#### Job
Pull out every line of the records that contains the string "wristband", with case counting.

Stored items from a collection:
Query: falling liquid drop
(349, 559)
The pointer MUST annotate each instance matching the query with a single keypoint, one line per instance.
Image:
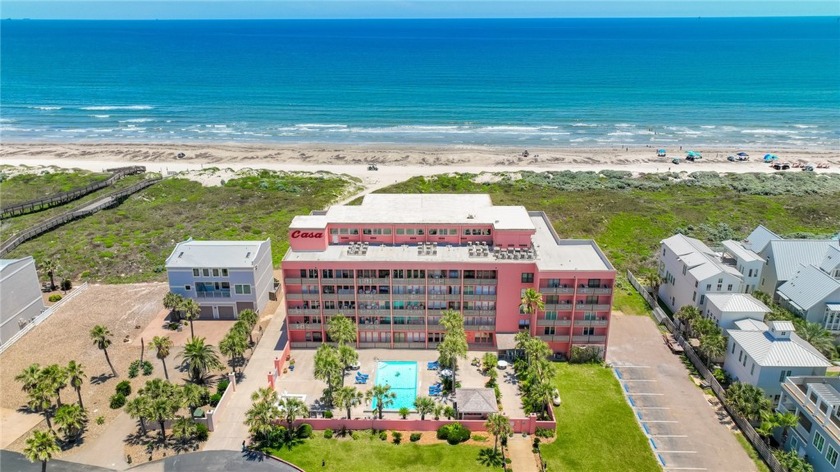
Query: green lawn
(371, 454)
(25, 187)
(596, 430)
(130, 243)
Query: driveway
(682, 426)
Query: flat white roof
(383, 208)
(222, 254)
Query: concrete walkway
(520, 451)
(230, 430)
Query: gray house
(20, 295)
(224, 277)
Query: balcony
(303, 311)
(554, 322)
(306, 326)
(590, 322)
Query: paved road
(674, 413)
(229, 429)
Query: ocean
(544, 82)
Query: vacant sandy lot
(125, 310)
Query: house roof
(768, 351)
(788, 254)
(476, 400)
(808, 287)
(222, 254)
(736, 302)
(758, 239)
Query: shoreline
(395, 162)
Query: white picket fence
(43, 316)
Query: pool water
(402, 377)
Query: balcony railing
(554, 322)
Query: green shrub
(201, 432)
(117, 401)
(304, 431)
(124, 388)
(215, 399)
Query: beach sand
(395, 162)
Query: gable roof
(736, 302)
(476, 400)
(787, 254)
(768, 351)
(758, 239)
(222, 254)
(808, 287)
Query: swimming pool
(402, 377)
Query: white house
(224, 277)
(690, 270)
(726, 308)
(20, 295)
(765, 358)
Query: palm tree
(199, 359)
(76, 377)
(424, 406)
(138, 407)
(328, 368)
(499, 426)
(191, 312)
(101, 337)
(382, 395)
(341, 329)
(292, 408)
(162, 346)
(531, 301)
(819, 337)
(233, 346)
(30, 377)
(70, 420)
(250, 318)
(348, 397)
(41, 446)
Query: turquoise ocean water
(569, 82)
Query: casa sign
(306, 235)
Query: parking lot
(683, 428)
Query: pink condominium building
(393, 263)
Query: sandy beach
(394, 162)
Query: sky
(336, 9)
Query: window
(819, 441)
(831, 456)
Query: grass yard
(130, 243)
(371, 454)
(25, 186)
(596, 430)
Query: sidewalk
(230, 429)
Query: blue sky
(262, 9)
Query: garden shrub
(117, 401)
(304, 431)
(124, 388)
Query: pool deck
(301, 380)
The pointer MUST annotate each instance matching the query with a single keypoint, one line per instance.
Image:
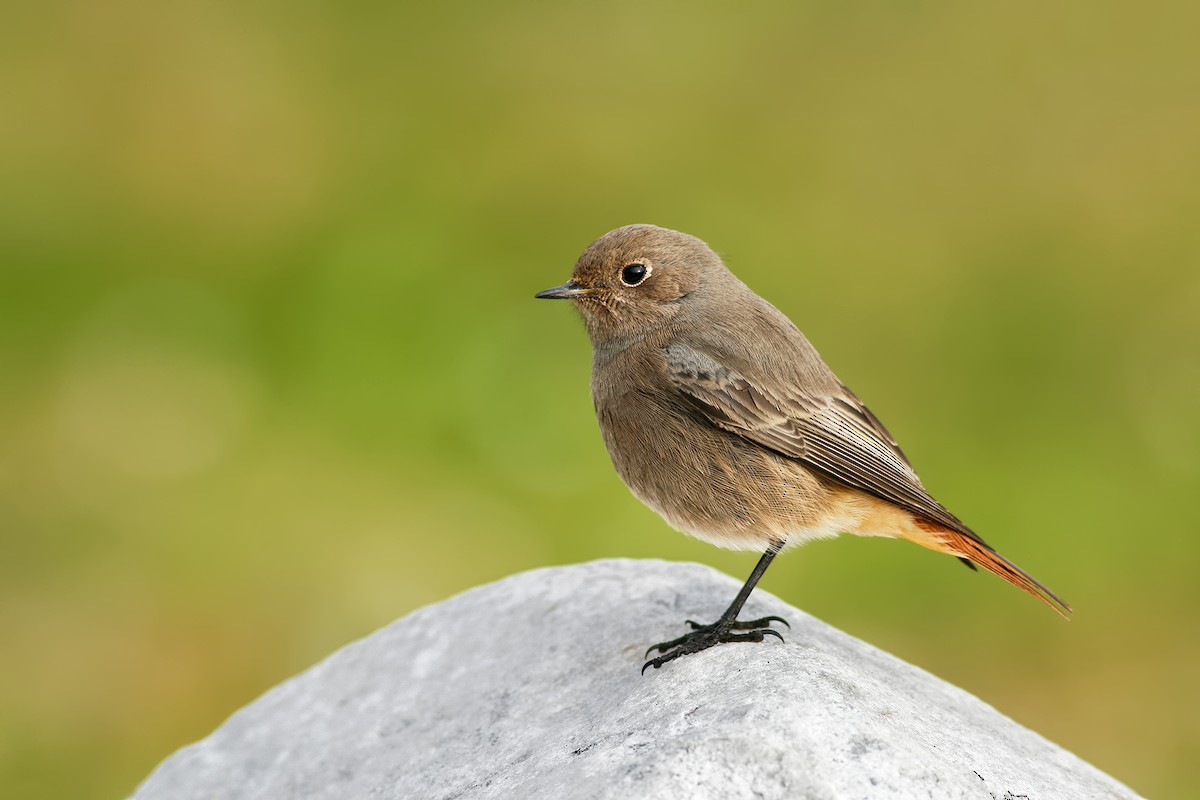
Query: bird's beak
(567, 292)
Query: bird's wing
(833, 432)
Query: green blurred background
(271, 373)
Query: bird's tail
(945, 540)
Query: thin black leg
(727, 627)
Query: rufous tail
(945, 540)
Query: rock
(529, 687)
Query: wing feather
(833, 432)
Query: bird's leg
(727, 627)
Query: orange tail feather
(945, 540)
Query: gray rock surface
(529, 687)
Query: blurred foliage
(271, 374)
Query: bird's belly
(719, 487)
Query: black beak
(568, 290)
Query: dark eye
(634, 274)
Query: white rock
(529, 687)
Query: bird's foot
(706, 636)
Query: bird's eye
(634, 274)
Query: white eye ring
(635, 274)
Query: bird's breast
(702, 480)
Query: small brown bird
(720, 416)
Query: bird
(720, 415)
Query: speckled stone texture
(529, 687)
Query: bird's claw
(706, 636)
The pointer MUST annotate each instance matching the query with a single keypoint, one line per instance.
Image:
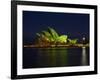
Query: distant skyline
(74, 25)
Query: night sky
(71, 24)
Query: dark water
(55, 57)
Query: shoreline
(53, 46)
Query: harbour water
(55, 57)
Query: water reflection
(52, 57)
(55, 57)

---

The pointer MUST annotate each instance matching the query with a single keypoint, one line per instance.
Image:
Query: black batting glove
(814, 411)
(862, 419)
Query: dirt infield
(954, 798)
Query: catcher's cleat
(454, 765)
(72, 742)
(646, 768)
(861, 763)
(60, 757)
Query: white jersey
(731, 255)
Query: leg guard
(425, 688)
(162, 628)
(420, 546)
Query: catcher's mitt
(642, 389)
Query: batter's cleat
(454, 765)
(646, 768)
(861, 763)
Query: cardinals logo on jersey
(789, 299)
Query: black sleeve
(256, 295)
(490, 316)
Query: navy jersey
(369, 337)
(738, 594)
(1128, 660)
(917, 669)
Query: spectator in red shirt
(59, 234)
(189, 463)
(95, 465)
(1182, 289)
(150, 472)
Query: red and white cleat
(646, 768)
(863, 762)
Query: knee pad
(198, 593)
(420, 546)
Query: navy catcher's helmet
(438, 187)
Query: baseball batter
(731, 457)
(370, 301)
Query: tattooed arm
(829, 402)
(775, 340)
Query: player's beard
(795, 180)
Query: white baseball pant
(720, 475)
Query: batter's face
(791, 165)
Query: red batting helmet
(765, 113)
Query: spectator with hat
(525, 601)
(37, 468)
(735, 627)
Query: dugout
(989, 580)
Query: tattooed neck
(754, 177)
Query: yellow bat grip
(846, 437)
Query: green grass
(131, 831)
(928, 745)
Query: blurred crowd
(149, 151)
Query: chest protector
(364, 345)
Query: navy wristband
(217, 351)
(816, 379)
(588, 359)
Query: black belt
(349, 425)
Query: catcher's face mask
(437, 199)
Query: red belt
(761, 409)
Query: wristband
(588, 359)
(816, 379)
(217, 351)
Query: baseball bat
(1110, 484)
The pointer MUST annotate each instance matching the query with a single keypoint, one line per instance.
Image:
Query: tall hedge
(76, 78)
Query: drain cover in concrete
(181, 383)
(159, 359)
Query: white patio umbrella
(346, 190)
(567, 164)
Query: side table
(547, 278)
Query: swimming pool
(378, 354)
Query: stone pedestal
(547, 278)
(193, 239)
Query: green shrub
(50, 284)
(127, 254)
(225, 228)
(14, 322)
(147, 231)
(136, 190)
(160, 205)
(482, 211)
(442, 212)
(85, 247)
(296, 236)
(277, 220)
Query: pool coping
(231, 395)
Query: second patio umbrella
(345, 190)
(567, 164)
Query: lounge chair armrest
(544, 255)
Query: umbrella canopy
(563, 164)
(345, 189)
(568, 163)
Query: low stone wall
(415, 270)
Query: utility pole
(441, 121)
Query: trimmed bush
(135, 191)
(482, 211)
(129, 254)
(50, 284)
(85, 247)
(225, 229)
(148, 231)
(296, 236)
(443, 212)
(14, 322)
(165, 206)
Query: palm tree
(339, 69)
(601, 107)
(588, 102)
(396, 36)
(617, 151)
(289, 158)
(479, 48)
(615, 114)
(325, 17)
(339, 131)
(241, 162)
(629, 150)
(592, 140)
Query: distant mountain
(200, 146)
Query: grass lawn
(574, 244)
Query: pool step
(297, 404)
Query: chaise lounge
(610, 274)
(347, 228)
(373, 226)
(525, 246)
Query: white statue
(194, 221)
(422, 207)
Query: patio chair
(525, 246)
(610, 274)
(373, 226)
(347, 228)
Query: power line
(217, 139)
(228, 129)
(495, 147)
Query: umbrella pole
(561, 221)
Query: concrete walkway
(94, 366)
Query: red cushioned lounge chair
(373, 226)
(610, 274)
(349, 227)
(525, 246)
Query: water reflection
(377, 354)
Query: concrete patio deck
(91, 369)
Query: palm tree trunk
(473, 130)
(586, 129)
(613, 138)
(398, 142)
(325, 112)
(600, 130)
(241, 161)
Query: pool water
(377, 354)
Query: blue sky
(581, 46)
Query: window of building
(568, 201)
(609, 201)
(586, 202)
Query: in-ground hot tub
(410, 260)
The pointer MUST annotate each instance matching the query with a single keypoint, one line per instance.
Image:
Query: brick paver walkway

#### Correct answer
Query: navy wristband
Query: wristband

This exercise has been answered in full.